▶ **EXERCISE TASK**
Please report each line in the items below that contains the word "oven".

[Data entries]
┌──
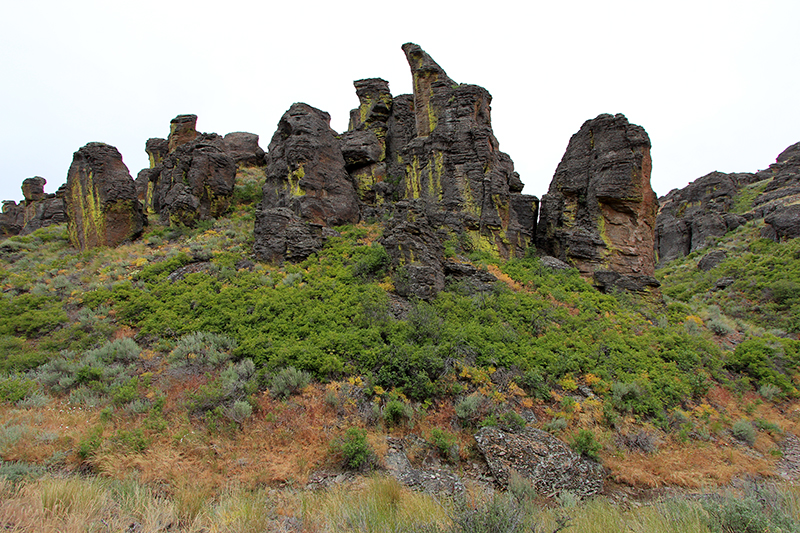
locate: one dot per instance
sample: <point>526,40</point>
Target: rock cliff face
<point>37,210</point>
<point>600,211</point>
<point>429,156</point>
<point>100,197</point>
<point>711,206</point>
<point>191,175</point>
└──
┌──
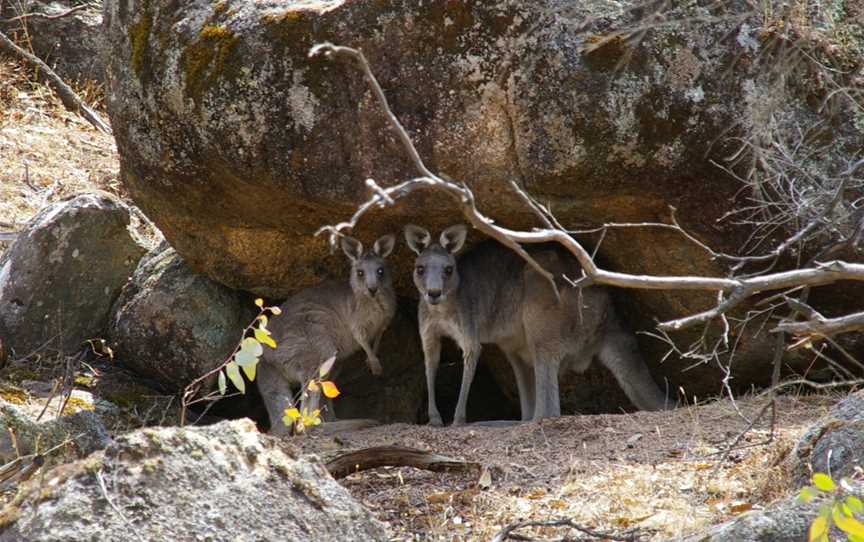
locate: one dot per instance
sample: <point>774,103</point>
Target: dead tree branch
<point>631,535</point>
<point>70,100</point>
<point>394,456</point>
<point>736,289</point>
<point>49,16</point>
└──
┌──
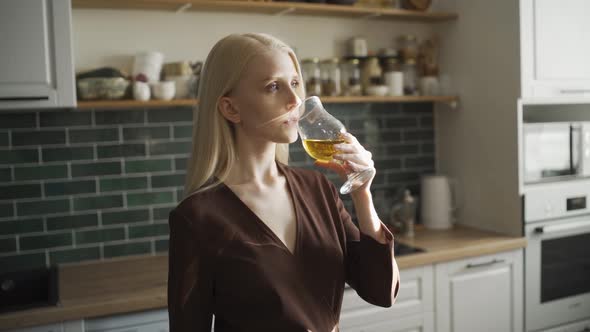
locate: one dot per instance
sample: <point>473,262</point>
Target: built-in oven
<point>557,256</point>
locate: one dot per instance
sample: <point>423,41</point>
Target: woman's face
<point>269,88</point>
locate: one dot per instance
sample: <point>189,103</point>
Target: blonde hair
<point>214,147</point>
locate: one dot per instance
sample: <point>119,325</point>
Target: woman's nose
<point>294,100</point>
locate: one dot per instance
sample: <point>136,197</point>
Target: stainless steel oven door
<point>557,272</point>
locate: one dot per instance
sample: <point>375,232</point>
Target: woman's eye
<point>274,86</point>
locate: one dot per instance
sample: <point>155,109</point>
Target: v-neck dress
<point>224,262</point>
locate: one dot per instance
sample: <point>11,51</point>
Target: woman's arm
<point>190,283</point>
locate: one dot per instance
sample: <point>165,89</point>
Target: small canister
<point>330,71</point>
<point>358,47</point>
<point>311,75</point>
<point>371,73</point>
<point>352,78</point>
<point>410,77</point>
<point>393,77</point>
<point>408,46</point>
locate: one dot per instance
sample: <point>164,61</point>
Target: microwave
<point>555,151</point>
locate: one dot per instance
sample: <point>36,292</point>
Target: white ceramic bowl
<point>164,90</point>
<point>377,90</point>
└──
▶ **OUTPUT OF THE TASK**
Target: built-in oven
Target: stainless steel oven door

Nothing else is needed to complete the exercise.